(輪郭アノテーション項目)
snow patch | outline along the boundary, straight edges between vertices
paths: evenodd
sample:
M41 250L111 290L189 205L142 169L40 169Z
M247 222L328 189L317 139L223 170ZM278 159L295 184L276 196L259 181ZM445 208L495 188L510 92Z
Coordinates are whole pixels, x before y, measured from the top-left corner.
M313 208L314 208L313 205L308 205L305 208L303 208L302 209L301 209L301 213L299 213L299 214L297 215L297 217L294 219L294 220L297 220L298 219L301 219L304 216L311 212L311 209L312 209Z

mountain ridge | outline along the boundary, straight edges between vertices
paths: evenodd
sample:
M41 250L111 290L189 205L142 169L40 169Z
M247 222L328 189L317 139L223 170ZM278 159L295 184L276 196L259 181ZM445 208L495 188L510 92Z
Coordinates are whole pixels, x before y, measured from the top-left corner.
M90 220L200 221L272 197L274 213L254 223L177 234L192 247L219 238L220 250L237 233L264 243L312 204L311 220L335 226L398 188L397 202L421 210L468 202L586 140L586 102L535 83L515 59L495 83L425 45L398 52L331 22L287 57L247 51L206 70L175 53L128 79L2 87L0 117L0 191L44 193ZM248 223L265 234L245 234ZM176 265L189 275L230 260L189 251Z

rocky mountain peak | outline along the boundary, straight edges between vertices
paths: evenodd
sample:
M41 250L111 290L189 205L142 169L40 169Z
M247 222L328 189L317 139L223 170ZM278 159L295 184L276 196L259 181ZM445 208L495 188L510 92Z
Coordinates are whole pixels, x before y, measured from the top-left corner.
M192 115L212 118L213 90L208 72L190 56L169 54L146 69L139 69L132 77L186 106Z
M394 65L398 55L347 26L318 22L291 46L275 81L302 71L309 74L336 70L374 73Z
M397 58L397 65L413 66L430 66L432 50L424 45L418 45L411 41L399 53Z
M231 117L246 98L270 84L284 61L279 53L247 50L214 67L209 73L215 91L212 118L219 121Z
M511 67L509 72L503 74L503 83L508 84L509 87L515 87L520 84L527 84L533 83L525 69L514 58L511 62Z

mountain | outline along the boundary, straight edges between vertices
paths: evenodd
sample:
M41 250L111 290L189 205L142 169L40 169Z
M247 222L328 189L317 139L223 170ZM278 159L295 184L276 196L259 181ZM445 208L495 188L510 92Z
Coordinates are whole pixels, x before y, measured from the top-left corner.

目標: 「mountain ridge |」を含む行から「M511 67L509 72L503」を含む行までを、両端の行も含めて一字一句違えずに書き写すこと。

回答:
mountain ridge | outline along the boundary, straight edges between vertices
paths: evenodd
sample:
M41 250L111 290L189 205L142 169L40 169Z
M247 222L328 189L317 139L223 170ZM278 159L295 184L276 196L259 181ZM445 208L495 188L510 92Z
Coordinates are whole pixels, x before y, measured from the top-left corner.
M90 220L200 221L272 197L274 213L254 223L177 234L192 247L219 238L220 250L237 233L264 243L312 204L311 220L335 226L398 188L397 202L421 210L468 202L586 140L586 102L535 83L515 59L495 83L425 45L398 52L331 22L287 57L247 51L206 70L175 53L128 79L2 87L0 117L0 191L44 193ZM248 223L265 234L245 234ZM176 265L189 275L230 260L189 251Z

rocky mountain peak | outline along the boundary, straight edges between vertices
paths: evenodd
sample:
M41 250L111 290L189 205L142 169L40 169Z
M247 222L328 189L317 139L223 170ZM278 159L295 184L276 196L259 181ZM445 208L495 188L510 92Z
Coordinates are whole pixels, x before y, measured from the top-left corner.
M192 115L212 118L213 90L208 72L190 56L169 54L146 69L139 69L132 77L186 106Z
M394 65L398 55L347 26L318 22L291 46L275 81L302 71L309 74L336 70L374 73Z
M397 58L397 65L413 66L430 66L432 50L424 45L418 45L411 41L399 53Z
M231 117L246 98L270 84L284 61L279 53L247 50L214 67L209 73L215 91L212 118L219 121Z
M511 67L509 72L503 74L503 83L508 84L509 87L515 87L520 84L527 84L533 83L525 69L514 58L511 62Z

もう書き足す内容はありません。